Pictures aside, repeat every entry exactly.

[Data extracted from a collection]
— START —
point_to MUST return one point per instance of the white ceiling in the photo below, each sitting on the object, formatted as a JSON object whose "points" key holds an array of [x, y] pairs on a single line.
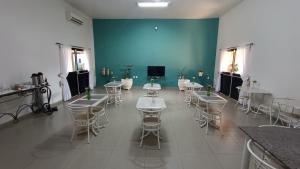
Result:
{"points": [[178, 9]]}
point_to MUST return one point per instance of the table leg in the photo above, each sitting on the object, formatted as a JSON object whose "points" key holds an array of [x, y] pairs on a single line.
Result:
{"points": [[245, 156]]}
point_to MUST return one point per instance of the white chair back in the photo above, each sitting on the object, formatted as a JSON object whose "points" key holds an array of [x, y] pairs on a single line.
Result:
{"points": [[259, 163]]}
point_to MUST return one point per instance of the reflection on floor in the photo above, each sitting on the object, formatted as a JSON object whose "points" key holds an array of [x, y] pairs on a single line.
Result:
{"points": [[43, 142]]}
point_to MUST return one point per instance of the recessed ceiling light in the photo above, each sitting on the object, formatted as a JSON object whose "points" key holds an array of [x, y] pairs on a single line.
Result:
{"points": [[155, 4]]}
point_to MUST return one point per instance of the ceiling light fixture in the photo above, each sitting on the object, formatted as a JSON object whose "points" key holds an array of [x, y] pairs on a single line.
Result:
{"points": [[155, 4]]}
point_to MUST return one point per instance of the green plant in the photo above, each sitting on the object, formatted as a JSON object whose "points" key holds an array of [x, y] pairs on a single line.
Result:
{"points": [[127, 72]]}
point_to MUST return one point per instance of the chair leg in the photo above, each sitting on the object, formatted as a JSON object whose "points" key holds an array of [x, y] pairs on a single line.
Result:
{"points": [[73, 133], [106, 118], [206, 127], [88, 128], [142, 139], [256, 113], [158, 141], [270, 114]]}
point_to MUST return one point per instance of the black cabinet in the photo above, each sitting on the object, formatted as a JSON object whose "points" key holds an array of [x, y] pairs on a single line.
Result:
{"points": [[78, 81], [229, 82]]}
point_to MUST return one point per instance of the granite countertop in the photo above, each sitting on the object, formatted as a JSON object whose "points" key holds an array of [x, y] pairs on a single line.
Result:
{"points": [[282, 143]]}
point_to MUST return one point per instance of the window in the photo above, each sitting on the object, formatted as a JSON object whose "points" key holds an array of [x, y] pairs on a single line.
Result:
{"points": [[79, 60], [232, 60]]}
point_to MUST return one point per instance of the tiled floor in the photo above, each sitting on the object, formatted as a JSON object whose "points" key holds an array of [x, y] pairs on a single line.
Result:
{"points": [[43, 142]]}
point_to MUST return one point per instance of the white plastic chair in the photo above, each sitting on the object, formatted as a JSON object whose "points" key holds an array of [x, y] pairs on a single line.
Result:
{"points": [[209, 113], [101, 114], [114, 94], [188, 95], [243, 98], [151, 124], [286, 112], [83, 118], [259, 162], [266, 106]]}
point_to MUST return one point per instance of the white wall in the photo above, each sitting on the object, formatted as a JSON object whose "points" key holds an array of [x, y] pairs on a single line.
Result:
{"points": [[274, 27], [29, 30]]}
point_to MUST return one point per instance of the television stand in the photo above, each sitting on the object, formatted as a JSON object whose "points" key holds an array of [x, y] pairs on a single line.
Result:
— END —
§ Full solution
point_to MUST return one point per instance of the white ceiling in the photo below, each sitting on the object, formatted as a JSON object whose "points" key holds an array of [x, y] pairs on a single line.
Result:
{"points": [[178, 9]]}
point_to MUST return one point per instance of the table leg in the photo above, each sitting on the object, formatted as a JSON object whose "points" key holds an array of [x, y] pairs on a single line.
Result:
{"points": [[245, 156]]}
point_to MUST return one point per instance of the white chair back in the photo above, each sitting on the object, formatted as a JSON object whose "points" key holds an array of [x, y] pairs on a single line.
Result:
{"points": [[259, 163]]}
point_to MUST return one point per instance of the reflection on floor in the photo above, each sitting on the object, formatted as a JSON object whose "points" key holds an array of [x, y] pairs on a single line.
Result:
{"points": [[43, 142]]}
point_to MUST return one point per instance of the recessed ceiling light in the photo above, each sitting on the object, formatted as a JSON object whose "points" key holds an array of [x, y] pairs on a single line.
Result:
{"points": [[155, 4]]}
point_to MUST return one point per instance of the ceiling light fixture in the photo above, each sitting on the object, formatted as a JSON object whose "points" key holds an array of [x, y] pairs on a single line.
Result:
{"points": [[155, 4]]}
point_to MUST return one point per instance of the green plant in the photo above, each sitting on the object, formatted as a JSON object whose "points" key holds an array of [x, y] pairs on a single line.
Result:
{"points": [[127, 72]]}
point_to MUST return one point per instance of the chair leg in the photo above, each sitting on the object, formatted as a JSON object whose "points" key holds an array of [x, y] pairs on a single line.
Result:
{"points": [[73, 133], [106, 118], [206, 127], [88, 128], [142, 139], [256, 113], [158, 141], [270, 114]]}
point_to MUST return one point per instance of the black cabinet in the photo above, each sitting on the object, formatted as a JSON object whose "points" key holds an array of [x, y] pairs on a single line.
Result:
{"points": [[78, 81], [229, 82]]}
point_to MUST return one point per instance of the granite countertop in the photo above, each sitting on the object, formatted as a JSON object whose "points" key holds an array of [x, y] pairs on a single line.
Result:
{"points": [[282, 143]]}
point_to MUST return one point per instance of the window in the photo above, each sitting on the object, formatted as a JSON object whose "points" key holds an array of [x, y] pairs on a single line.
Result:
{"points": [[79, 60], [232, 60]]}
point_to MUST return one point per instance of the tiled floor in the photo above, each sitting on the object, formatted as a JSON object whose "points" key holds an array of [x, y] pairs on a single line.
Result:
{"points": [[43, 142]]}
point_to MUST return one point per instance of the white plastic chair in the photo above, each sitting on the object, formatted as a JSON object whose "points" key holds an array of [x, y] pairs on a single line.
Result:
{"points": [[209, 113], [101, 114], [114, 94], [188, 95], [243, 98], [151, 124], [286, 112], [83, 118], [259, 162], [266, 106]]}
point_to MUST return one point per instance of the white wall in the photo above, each sitting on the object, formatted as a JSON object whose "points" key holds an array of [x, y] pairs on a single line.
Result:
{"points": [[274, 27], [29, 30]]}
point_to MUST return one point per instance of the television stand in the photo above, each sitting on the object, formatted as a JSON object whose "points" key holds an array of [x, y] pairs on a single line.
Result:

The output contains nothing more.